### Material shown

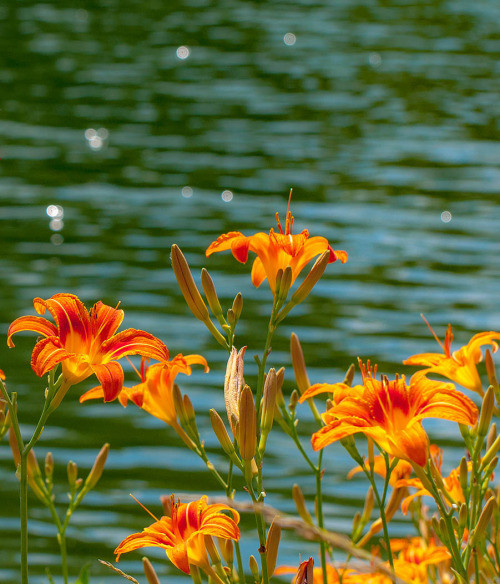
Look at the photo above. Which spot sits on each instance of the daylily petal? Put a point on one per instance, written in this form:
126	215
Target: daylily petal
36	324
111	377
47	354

######
### Material shown

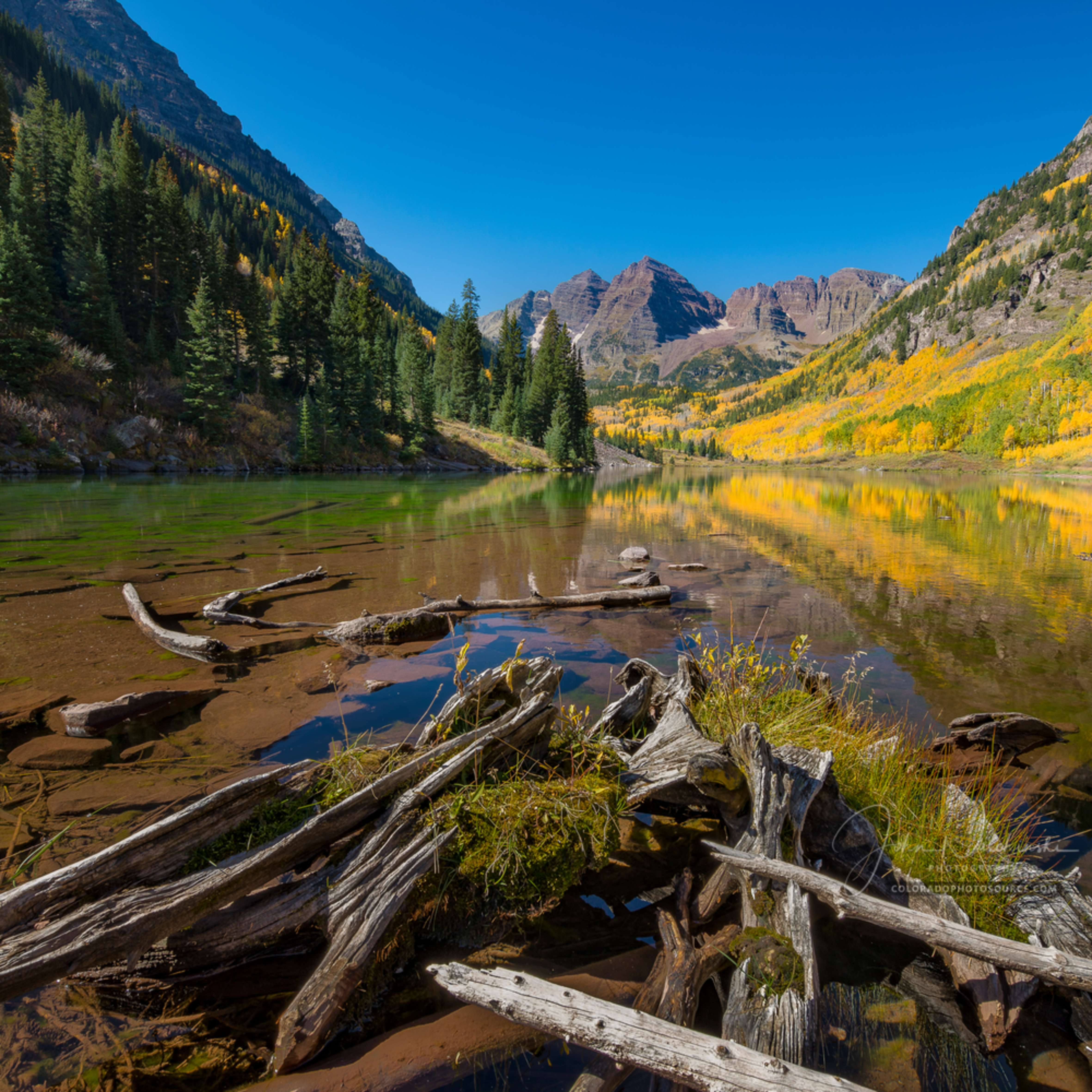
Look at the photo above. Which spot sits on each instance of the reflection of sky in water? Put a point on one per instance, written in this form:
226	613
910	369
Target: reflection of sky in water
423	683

######
### Material shown

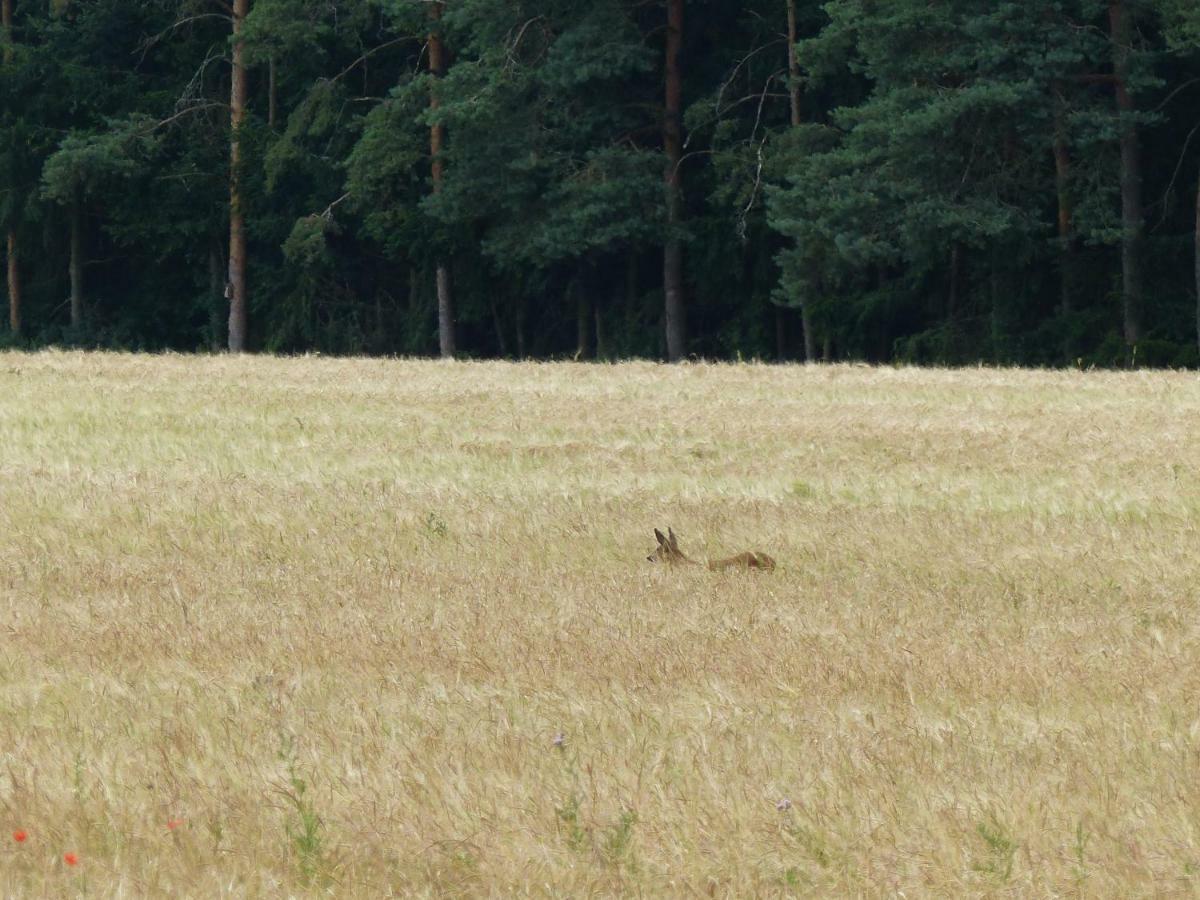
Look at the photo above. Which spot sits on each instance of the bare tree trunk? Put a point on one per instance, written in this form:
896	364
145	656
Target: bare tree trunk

######

→ Aim of the task:
Please give back only the data from the line with "of the bare" to the line with "Target: bare tree trunk", replacing each "bare tree trunk" with "birch trunk" and leaving all else unchanged.

→ The answer:
Look at the photo above. Which spot sits on each instance of the birch trunk? Put a point on one per instance, written in this form:
896	364
145	656
Target: birch trunk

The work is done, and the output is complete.